▶ **DO THIS**
Collect every line of the records below that contains the word "rock", copying each line in full.

— Start of DATASET EXCERPTS —

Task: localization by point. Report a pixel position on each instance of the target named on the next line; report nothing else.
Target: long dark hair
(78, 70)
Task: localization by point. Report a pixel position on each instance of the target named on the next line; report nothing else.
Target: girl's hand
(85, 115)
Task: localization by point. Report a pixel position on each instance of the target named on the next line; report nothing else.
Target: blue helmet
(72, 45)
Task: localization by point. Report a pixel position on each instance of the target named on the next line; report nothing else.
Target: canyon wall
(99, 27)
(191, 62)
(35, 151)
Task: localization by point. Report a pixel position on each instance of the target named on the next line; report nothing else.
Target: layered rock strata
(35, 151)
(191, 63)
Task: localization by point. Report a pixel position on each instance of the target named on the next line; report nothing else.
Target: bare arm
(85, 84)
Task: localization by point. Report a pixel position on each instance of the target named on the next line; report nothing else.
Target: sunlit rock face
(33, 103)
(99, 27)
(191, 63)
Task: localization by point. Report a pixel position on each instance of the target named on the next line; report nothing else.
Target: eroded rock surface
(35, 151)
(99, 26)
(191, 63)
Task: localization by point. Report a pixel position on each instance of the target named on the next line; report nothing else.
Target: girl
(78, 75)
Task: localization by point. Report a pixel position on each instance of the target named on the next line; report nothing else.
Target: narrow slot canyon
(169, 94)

— End of DATASET EXCERPTS —
— Start of DATASET EXCERPTS —

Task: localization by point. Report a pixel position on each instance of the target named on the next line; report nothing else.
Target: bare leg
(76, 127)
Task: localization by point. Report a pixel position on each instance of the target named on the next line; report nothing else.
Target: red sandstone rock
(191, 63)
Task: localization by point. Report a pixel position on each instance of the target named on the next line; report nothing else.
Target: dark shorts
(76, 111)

— End of DATASET EXCERPTS —

▶ **WRITTEN RESPONSE**
Target: layered rock strata
Target: sunlit rock face
Target: eroded rock surface
Target: red sandstone rock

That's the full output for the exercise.